The request. Take the listing and print it in full, exactly as given.

Dataset records.
#####

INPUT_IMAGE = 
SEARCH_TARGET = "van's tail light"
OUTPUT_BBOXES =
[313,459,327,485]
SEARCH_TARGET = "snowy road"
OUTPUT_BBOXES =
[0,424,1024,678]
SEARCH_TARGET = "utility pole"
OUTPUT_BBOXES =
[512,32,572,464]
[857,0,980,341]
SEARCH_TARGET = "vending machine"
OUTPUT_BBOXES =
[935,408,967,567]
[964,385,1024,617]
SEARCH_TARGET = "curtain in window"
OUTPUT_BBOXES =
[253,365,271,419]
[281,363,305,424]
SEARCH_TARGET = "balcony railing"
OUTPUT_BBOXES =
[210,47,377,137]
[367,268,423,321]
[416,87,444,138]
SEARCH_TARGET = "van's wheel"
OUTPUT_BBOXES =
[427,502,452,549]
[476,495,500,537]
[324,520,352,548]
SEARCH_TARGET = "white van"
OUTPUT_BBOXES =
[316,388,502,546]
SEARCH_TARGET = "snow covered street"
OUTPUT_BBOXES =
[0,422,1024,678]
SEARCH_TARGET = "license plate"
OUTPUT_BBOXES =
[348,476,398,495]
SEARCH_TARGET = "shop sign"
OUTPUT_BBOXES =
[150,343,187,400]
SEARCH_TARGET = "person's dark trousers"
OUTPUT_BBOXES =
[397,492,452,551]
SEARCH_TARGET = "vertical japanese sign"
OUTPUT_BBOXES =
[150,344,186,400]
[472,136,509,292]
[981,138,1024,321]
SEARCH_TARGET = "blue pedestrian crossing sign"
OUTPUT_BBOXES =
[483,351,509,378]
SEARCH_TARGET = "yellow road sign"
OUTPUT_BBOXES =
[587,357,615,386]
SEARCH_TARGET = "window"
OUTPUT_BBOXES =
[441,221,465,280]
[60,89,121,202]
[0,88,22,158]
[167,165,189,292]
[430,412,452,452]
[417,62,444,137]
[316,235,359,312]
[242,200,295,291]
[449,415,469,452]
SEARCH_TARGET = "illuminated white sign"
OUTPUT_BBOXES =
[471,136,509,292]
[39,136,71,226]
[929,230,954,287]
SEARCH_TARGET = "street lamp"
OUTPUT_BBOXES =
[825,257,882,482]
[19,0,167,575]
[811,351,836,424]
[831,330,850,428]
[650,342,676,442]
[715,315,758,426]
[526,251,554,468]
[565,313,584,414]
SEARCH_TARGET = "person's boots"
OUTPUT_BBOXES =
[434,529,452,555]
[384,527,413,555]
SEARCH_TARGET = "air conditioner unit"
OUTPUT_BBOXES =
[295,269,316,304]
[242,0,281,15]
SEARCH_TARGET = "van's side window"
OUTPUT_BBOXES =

#####

Task output.
INPUT_IMAGE = 
SEARCH_TARGET = "van's tail light"
OUTPUT_BBOXES =
[313,459,327,485]
SEARCH_TARGET = "snowy road"
OUTPUT_BBOXES =
[0,424,1024,678]
SEARCH_TARGET = "utility pole"
OUTPUT_BBOXES =
[512,32,572,464]
[857,0,980,341]
SEARCH_TARGET = "vending machine"
OUTPUT_BBOXES =
[935,408,967,567]
[964,385,1024,617]
SEARCH_TARGET = "curtain in window"
OUTPUT_BBOXES =
[253,365,271,419]
[281,363,305,424]
SEARCH_TARGET = "balcony railing"
OUTPUT_BBOXES =
[210,47,377,137]
[367,268,423,321]
[416,87,444,138]
SEARCH_TARGET = "van's wheel"
OUTPUT_BBOXES =
[427,502,452,549]
[476,495,500,537]
[324,520,352,548]
SEARCH_TARGET = "white van"
OUTPUT_BBOXES =
[316,388,502,546]
SEARCH_TARGET = "snow covered street"
OUTPUT_BBOXES =
[0,422,1024,678]
SEARCH_TARGET = "license plate"
OUTPUT_BBOXES =
[348,476,398,495]
SEARCH_TARGET = "shop sign"
OUTPUT_BBOXES =
[150,343,187,400]
SEARCH_TARGET = "person's dark trousers"
OUTPUT_BBOXES =
[397,492,452,551]
SEARCH_TARGET = "vertical japanese sign"
OUTPUT_BBOXES =
[150,344,186,400]
[472,136,509,292]
[981,138,1024,321]
SEARCH_TARGET = "blue pedestrian crossing sign"
OUTPUT_BBOXES =
[483,351,509,378]
SEARCH_TARGET = "yellow road sign"
OUTPUT_BBOXES =
[587,357,615,386]
SEARCH_TARGET = "window"
OUTPUT_BBOXES =
[441,221,465,280]
[60,89,121,202]
[0,88,22,158]
[167,165,189,292]
[430,412,452,452]
[417,62,444,137]
[316,235,359,312]
[242,200,295,291]
[449,415,469,452]
SEARCH_TARGET = "illuminated white sign"
OUTPUT_BBOXES =
[471,136,509,292]
[39,136,71,226]
[929,230,954,287]
SEARCH_TARGET = "street lamp"
OUTPUT_BBOXES =
[825,257,882,482]
[19,0,167,575]
[811,351,836,424]
[831,330,850,428]
[650,342,676,442]
[715,315,758,426]
[526,251,554,468]
[565,313,584,414]
SEARCH_TARGET = "person's boots"
OUTPUT_BBOXES =
[434,529,452,555]
[384,527,413,555]
SEARCH_TARGET = "air conditioner unit"
OUTPUT_BBOXES =
[295,269,316,304]
[242,0,281,15]
SEARCH_TARGET = "van's side window"
OUTPUT_BBOXES =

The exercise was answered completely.